▶ [Objective]: Retype the lines from the one containing "Target: house balcony" to the one containing "[[[205,58],[204,57],[187,57],[187,60],[204,60]]]", both included, with nothing changed.

%%

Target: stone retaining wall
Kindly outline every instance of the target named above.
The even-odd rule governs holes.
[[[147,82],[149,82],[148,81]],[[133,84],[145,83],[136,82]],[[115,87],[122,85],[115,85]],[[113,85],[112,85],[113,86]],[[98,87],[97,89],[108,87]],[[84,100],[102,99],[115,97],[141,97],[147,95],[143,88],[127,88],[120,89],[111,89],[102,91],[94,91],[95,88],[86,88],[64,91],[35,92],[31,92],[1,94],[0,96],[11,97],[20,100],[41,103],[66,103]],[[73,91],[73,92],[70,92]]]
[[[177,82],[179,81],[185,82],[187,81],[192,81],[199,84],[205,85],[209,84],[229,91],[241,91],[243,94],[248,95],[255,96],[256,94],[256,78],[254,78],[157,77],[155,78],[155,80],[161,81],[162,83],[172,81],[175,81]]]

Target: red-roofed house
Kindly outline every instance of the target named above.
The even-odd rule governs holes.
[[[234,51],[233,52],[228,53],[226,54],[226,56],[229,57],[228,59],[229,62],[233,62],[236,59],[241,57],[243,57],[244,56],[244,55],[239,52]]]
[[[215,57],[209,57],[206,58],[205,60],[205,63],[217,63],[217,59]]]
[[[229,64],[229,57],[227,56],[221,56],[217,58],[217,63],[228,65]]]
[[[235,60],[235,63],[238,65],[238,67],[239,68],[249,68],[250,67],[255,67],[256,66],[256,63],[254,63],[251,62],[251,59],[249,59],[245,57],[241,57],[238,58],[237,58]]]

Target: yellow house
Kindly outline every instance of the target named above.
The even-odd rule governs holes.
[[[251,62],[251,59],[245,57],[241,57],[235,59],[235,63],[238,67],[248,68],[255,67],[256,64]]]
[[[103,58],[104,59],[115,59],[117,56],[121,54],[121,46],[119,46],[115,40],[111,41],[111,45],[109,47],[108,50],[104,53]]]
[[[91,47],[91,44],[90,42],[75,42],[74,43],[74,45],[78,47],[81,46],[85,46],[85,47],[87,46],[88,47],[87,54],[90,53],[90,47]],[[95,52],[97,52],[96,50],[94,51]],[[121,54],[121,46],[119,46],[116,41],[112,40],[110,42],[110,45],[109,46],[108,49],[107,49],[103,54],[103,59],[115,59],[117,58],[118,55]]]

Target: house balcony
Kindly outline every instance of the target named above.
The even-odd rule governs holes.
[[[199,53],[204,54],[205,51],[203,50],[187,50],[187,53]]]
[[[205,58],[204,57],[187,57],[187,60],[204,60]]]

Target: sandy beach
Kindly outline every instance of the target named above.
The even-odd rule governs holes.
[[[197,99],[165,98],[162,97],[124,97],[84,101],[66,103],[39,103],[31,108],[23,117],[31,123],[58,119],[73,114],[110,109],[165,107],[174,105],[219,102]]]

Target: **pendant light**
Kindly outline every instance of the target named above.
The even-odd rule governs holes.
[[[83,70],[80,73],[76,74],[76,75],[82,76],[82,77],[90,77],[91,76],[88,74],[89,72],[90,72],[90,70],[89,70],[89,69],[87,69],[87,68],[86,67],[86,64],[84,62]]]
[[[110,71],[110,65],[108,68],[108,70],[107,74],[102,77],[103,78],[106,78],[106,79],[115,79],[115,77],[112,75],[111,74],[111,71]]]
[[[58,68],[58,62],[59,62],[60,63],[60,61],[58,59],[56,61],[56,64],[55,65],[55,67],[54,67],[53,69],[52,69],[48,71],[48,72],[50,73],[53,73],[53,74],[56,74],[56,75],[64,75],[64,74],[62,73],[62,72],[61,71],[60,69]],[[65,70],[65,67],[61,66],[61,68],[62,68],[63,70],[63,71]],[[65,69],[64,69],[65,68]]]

%%

▶ [Solution]:
Target: house balcony
Kindly outline every instance of the target named above.
The even-odd rule governs holes.
[[[199,53],[204,54],[205,51],[203,50],[187,50],[187,53]]]
[[[205,58],[204,57],[187,57],[187,60],[204,60]]]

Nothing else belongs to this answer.